*** DATA EXCERPTS ***

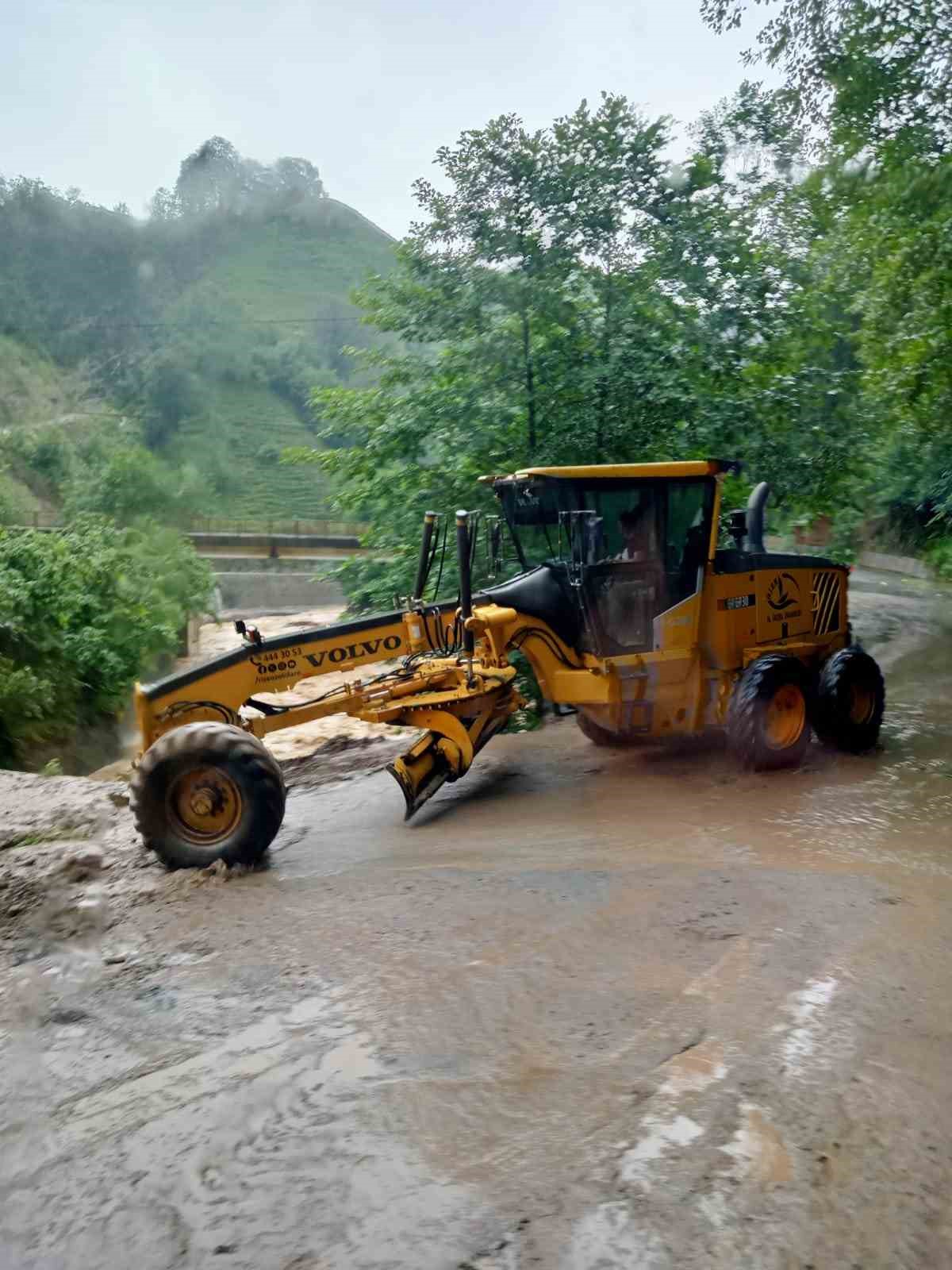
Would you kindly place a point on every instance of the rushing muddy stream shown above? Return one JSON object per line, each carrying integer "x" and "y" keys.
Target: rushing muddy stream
{"x": 590, "y": 1009}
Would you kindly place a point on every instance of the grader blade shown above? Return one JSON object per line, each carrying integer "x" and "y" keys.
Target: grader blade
{"x": 420, "y": 772}
{"x": 433, "y": 761}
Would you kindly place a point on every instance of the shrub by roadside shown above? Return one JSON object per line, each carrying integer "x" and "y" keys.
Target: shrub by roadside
{"x": 82, "y": 616}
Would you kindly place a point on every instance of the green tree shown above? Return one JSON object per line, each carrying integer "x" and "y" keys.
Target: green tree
{"x": 82, "y": 615}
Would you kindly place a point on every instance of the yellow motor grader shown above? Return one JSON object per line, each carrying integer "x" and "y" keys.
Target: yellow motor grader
{"x": 624, "y": 605}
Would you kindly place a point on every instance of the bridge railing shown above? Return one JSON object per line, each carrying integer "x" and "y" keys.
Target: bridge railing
{"x": 228, "y": 525}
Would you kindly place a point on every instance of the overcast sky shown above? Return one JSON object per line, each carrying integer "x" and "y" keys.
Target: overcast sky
{"x": 109, "y": 95}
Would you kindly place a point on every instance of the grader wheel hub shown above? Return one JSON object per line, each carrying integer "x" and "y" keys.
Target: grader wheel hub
{"x": 786, "y": 717}
{"x": 206, "y": 804}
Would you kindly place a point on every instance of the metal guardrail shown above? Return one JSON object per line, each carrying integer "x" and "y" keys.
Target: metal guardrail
{"x": 226, "y": 525}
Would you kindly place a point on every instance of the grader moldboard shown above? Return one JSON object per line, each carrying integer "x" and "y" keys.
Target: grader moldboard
{"x": 625, "y": 607}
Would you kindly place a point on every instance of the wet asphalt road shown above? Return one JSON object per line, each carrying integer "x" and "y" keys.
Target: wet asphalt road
{"x": 588, "y": 1010}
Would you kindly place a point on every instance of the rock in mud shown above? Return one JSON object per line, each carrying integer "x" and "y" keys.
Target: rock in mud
{"x": 84, "y": 864}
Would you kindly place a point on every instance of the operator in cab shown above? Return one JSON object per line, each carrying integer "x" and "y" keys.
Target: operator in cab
{"x": 636, "y": 535}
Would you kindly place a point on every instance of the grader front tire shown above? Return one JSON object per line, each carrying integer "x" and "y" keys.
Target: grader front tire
{"x": 207, "y": 791}
{"x": 768, "y": 718}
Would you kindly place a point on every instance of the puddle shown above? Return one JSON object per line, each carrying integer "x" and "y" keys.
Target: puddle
{"x": 808, "y": 1007}
{"x": 662, "y": 1137}
{"x": 272, "y": 1145}
{"x": 759, "y": 1151}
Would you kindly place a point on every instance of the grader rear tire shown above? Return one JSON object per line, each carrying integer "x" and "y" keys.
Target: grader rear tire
{"x": 850, "y": 702}
{"x": 207, "y": 791}
{"x": 768, "y": 718}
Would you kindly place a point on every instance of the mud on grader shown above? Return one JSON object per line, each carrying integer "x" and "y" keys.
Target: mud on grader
{"x": 625, "y": 607}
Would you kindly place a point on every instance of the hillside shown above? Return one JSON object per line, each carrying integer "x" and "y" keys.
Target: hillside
{"x": 206, "y": 328}
{"x": 278, "y": 290}
{"x": 37, "y": 398}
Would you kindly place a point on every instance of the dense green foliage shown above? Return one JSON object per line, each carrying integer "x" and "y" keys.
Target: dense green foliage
{"x": 781, "y": 295}
{"x": 82, "y": 615}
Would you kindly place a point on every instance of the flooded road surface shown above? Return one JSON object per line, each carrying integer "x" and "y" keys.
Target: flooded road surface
{"x": 590, "y": 1009}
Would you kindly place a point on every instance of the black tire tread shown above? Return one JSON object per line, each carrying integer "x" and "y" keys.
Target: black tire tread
{"x": 833, "y": 725}
{"x": 251, "y": 765}
{"x": 748, "y": 706}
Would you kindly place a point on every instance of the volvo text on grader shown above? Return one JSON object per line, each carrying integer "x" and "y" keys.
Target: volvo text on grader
{"x": 625, "y": 607}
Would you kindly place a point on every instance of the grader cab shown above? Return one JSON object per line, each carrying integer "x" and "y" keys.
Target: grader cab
{"x": 625, "y": 606}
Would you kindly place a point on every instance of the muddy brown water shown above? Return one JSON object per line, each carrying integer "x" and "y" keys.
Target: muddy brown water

*** End of DATA EXCERPTS ***

TASK TO CARRY OUT
Repeat each line above exactly as it reads, omitting any pictures.

TASK OUTPUT
Would you kindly place a point on every instance of the rushing muddy stream shown above? Return one JSON object per line, each carrying integer "x" and "y" keys.
Target: rushing muddy stream
{"x": 590, "y": 1009}
Would you kindly place a point on every instance of the grader blade shown above? Return one JSON object per line, each carrying integer "x" and "y" keys.
Target: grader blade
{"x": 420, "y": 772}
{"x": 433, "y": 761}
Would you kindly place a point on every instance of the shrub by roadside shown above? Return one JSON object per line, each carrying integer "x" and "y" keys.
Target: shrub by roadside
{"x": 82, "y": 616}
Would you kindly place a point on every instance of the green tree shown above? Return one JSON object per line, each carrying integer "x" and "y" keys.
Target: green tree
{"x": 82, "y": 615}
Would you kindly place a point on every instance of the yellow motor grader shown above? Return one JSON object per line, each carrying integer "x" and "y" keys.
Target: yellow motor grader
{"x": 624, "y": 605}
Would you kindly place a point on every instance of the bridge railing shown above? Return one JSON object per line, each carrying integer "x" and "y" keys.
Target: bridge railing
{"x": 228, "y": 525}
Would you kindly place a point on every instance of the overcast sky shown above? Return one JSON object per line, each carrying integer "x" and "y" keys.
Target: overcast sky
{"x": 109, "y": 95}
Would you kindly place a point on every instance of the grader wheel hub shown above? Return one JSON object per line, each carrying integer "x" and "y" keys.
Target: grader wheel hub
{"x": 786, "y": 717}
{"x": 206, "y": 804}
Would you kindly place a point on every instance of the metal guardrail shown above? Return one JSON object per line, each carrying integer "x" and "y" keys.
Target: metal guardrail
{"x": 226, "y": 525}
Would you kindly place a point on every instance of the grader moldboard shown above? Return one JSON object per line, each carrying integer "x" and "y" keys.
Target: grader moldboard
{"x": 625, "y": 607}
Would you kindly place a point on every instance of the wet asphalt road shown above? Return one JSON object per line, each carrying integer "x" and "y" keys.
Target: wet asphalt road
{"x": 588, "y": 1010}
Would you kindly place a point on every instance of the rock in mud shown above? Return one JSON object per line, each carrying integer "x" and "y" keys.
Target: rock in mud
{"x": 84, "y": 864}
Would you kindly place a point on every instance of the operator in cab shown above? Return one JSON object per line, each carrying integer "x" and "y" keys.
Target: operator in cab
{"x": 636, "y": 535}
Would you kindly place a point on every instance of the grader front tire shown above? Return one JSON object per line, each carrying integer "x" and "y" keys.
Target: grader front tire
{"x": 207, "y": 791}
{"x": 768, "y": 718}
Would you kindly place a point on every instance of the puddle shown above? Return one JSON object per line, each carrying integer "x" and "y" keys.
Target: puddle
{"x": 808, "y": 1007}
{"x": 662, "y": 1137}
{"x": 272, "y": 1145}
{"x": 759, "y": 1151}
Would you kindly place a point on every instance of the grader rear tire shown above? Return one JSON object per line, each carrying integer "x" and "y" keys.
Target: grader rear tire
{"x": 850, "y": 702}
{"x": 207, "y": 791}
{"x": 768, "y": 718}
Would you kindly place a point on every instance of the mud on grader shown above? Return one JSON object per line, each carrying integer "x" and "y" keys.
Target: mud on grader
{"x": 625, "y": 607}
Would you kindly place a point on every instance of the hillside shown above? Return one JSON object per line, each carrying integer "x" and "y" keys.
Target: hillside
{"x": 206, "y": 328}
{"x": 278, "y": 290}
{"x": 37, "y": 398}
Would you kindly place a point on every instance of the dense green foliage shown above? Return one JSON object per line, each carrying integer "x" and "y" keys.
Target: dense green foliage
{"x": 781, "y": 295}
{"x": 82, "y": 615}
Would you kindly place a point on every instance of the flooded road surface shown above? Return one JSON object per line, each carrying integer "x" and "y" keys.
Target: flooded road surface
{"x": 590, "y": 1009}
Would you kindly place a point on every instance of the black tire tread shown above? Return one JSON object per line, each carrying integer "x" and "y" keys.
Target: black tire tread
{"x": 833, "y": 725}
{"x": 251, "y": 765}
{"x": 748, "y": 706}
Would you kindly place a point on every instance of the volvo text on grader shown above? Return one JSON object per line, each carrying integer "x" and "y" keys.
Target: volvo text on grader
{"x": 625, "y": 607}
Would you kindly place a point on every instance of the grader cab shown above? Return one JSON object per line, each carrying integer "x" and "y" keys.
Target: grader cab
{"x": 625, "y": 606}
Would you kindly place a point on every instance of the muddy brown water shown above? Return one JSON object per line, each carrying integer "x" and "y" keys.
Target: muddy brown water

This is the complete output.